* Text segment
● ● ● ●

How Effective Meetings Maximize Engagement

At Create Forward we specialize in designing gatherings and training the facilitators of those gatherings. We believe that every major change that we seek to create in our communities, our institutions, and in the nation begins with a gathering of concerned people. We’re constantly thinking of ways to make those gatherings more generative containers for discovering shared values, solutions to problems, and collective visions for a more equitable future.

If you’re reading this post, then you probably spend a fair amount of time thinking about how to make your gatherings more effective too. We’ve all attended a meeting and at the end left feeling like that could have been a 15-minute phone call. Yet gathering has value. It cultivates collaboration and reinforces a shared sense of purpose. Whether you gather your employees for a Monday morning all-staff meeting or your volunteer advisory board to fulfill an organization’s due diligence requirements, you want to make the time spent worthwhile for everyone involved.

Here are three ways to increase engagement at your next meeting:

1.    Co-Create the Agenda: if you’re facilitating the meeting you might have a handle on what you think the agenda needs to be but if you want to increase engagement and collaboration then you need to consider that there might be other agenda items that you might be missing. Try sending out an email a few days before the meeting with a rough draft of what the agenda will include along with a sentence or two about the overarching goal of the meeting. Invite the group to suggest other items or even eliminate some of the ones there. Then request volunteers to facilitate some of those suggestions. Provide a deadline for agenda changes and for facilitators. If there are items that you know are non-negotiable then be transparent about that. You might also notice that there are some people who never raise their hand. Check in with them and invite them to facilitate a section of a future meeting. They might require additional support or want someone to co-facilitate with them on the first go around but it’s a good way to ensure that the more introverted members of your team don’t get left behind.

2.     Opening and Closing Rituals: how we open a meeting and how we end it matters. A consistent way of opening establishes for the group that we are beginning. The opening should be something that everyone takes responsibility for and participates in. It creates a sense of shared ownership it also allows everyone to arrive, get present, and ready to participate. Depending on the group it might look like an opening question to learn something new about each person or a brief check-in about how people are doing beyond the work. The closing should allow the group to focus on what’s coming next and even provide an opportunity to identify opportunities for support and collaboration.

3.     Shared Power = More Engagement: the worst meetings involve one person, usually the one with the most power, doing all or most of the talking. These types of gatherings are deadening. They are where creativity goes to die. After a while most members of your team will be able to guess what you’ll say in these meetings before you say it. Breaking this dynamic can be really scary for everyone involved. When you begin to shift this dynamic, it can feel like a set-up. It’s anxiety inducing to have your boss go from telling you what to do to asking you to co-create strategies and solutions with them. It’s on the person holding the power to patiently guide their teams toward a meeting culture that encourages collaboration and thought partnership. That starts with listening and relinquishing control of what the outcome will look like. In your next meeting, try inviting someone else to lead a discussion or pose an open-ended brainstorming question and then sit back and listen to the range of ideas that get generated.

More collaborative meetings means more inspired and motivated teams. The change doesn’t happen overnight but eventually you can create a meeting culture that strengthens relationships and cultivates fresh perspectives and ideas.

● ● ● ●

* Extracted information
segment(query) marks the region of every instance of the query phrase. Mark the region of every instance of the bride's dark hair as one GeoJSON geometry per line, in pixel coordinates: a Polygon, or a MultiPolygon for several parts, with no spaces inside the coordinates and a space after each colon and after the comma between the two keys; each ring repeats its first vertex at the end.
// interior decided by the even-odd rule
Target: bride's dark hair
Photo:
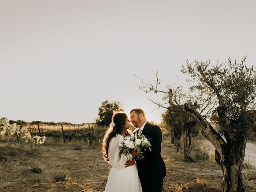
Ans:
{"type": "MultiPolygon", "coordinates": [[[[110,127],[105,134],[102,141],[102,153],[106,161],[108,161],[108,146],[110,139],[114,137],[117,134],[121,134],[124,128],[124,126],[127,120],[127,115],[123,111],[118,111],[115,112],[112,116],[112,122],[115,124],[114,127],[110,127]],[[122,126],[122,125],[123,126],[122,126]]],[[[125,133],[126,135],[130,134],[128,132],[125,133]]]]}

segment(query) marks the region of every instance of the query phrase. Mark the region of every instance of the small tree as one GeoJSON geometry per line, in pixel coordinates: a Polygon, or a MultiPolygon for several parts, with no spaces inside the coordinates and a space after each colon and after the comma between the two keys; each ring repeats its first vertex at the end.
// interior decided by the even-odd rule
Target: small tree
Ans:
{"type": "Polygon", "coordinates": [[[119,102],[110,102],[108,100],[104,101],[99,107],[98,118],[96,123],[98,125],[108,126],[111,122],[112,116],[115,111],[123,110],[123,107],[119,102]]]}

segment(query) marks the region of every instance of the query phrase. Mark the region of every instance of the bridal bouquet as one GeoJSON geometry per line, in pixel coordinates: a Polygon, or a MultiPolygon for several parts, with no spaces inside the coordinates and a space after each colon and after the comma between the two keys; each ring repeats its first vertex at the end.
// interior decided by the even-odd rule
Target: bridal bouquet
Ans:
{"type": "Polygon", "coordinates": [[[118,146],[120,148],[119,158],[123,156],[127,160],[132,158],[131,153],[133,149],[140,152],[134,157],[135,160],[142,159],[145,157],[143,154],[143,151],[146,151],[147,148],[148,148],[150,151],[152,150],[151,144],[148,140],[144,135],[137,134],[126,136],[118,146]]]}

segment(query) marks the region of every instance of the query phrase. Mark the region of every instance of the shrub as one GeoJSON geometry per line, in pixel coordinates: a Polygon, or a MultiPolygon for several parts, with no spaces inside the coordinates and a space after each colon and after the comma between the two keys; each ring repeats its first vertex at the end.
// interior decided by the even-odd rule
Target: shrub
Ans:
{"type": "Polygon", "coordinates": [[[58,181],[65,181],[66,180],[66,175],[64,173],[61,173],[58,171],[54,174],[53,179],[57,182],[58,181]]]}
{"type": "Polygon", "coordinates": [[[34,182],[34,183],[38,183],[40,182],[41,182],[41,178],[35,178],[33,180],[33,181],[34,182]]]}
{"type": "Polygon", "coordinates": [[[76,146],[73,148],[74,150],[82,150],[83,148],[81,146],[76,146]]]}
{"type": "Polygon", "coordinates": [[[209,159],[208,152],[204,151],[197,151],[196,153],[196,158],[198,160],[208,160],[209,159]]]}
{"type": "Polygon", "coordinates": [[[42,168],[40,168],[38,166],[32,166],[31,167],[31,172],[33,173],[40,173],[43,172],[42,168]]]}

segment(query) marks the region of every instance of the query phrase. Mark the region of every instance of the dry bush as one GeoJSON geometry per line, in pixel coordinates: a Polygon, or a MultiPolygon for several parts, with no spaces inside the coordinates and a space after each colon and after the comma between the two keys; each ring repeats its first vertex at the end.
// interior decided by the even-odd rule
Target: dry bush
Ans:
{"type": "Polygon", "coordinates": [[[204,180],[199,179],[198,177],[196,178],[196,182],[197,183],[203,186],[206,186],[206,181],[204,180]]]}
{"type": "Polygon", "coordinates": [[[0,161],[0,183],[2,183],[6,178],[7,176],[7,169],[9,166],[9,162],[0,161]]]}
{"type": "Polygon", "coordinates": [[[215,160],[215,152],[214,151],[210,151],[208,153],[209,155],[209,160],[212,162],[217,164],[215,160]]]}
{"type": "Polygon", "coordinates": [[[198,151],[196,152],[196,158],[198,160],[206,160],[209,159],[208,153],[202,151],[198,151]]]}
{"type": "Polygon", "coordinates": [[[182,192],[184,191],[184,189],[187,189],[187,188],[182,184],[172,183],[170,186],[164,187],[163,189],[163,191],[168,192],[182,192]]]}
{"type": "Polygon", "coordinates": [[[59,171],[54,173],[53,176],[53,179],[55,180],[56,182],[59,181],[66,181],[66,174],[63,172],[61,172],[59,171]]]}

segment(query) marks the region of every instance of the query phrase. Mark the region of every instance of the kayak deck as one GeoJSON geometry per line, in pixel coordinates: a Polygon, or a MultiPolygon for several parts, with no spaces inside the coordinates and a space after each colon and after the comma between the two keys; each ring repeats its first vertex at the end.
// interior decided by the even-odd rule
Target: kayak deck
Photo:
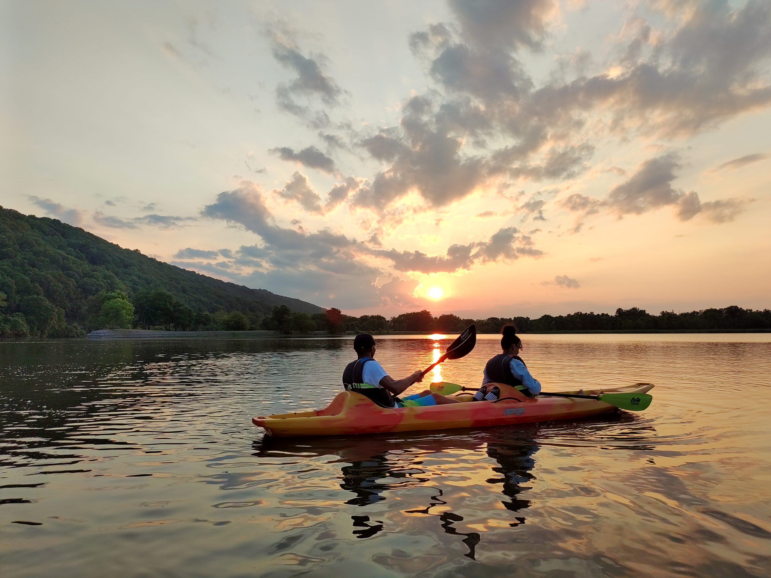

● ● ● ●

* Work instructions
a) Translate this sentence from the post on meeting engagement into Spanish: "Provide a deadline for agenda changes and for facilitators."
b) Quote the post on meeting engagement, starting at the words "If you’re reading" and stopping after "worthwhile for everyone involved.".
The items come from a separate source, not from the post on meeting engagement.

* Answer section
a) Fije un plazo para los cambios en la agenda y para los facilitadores.

b)
If you’re reading this post, then you probably spend a fair amount of time thinking about how to make your gatherings more effective too. We’ve all attended a meeting and at the end left feeling like that could have been a 15-minute phone call. Yet gathering has value. It cultivates collaboration and reinforces a shared sense of purpose. Whether you gather your employees for a Monday morning all-staff meeting or your volunteer advisory board to fulfill an organization’s due diligence requirements, you want to make the time spent worthwhile for everyone involved.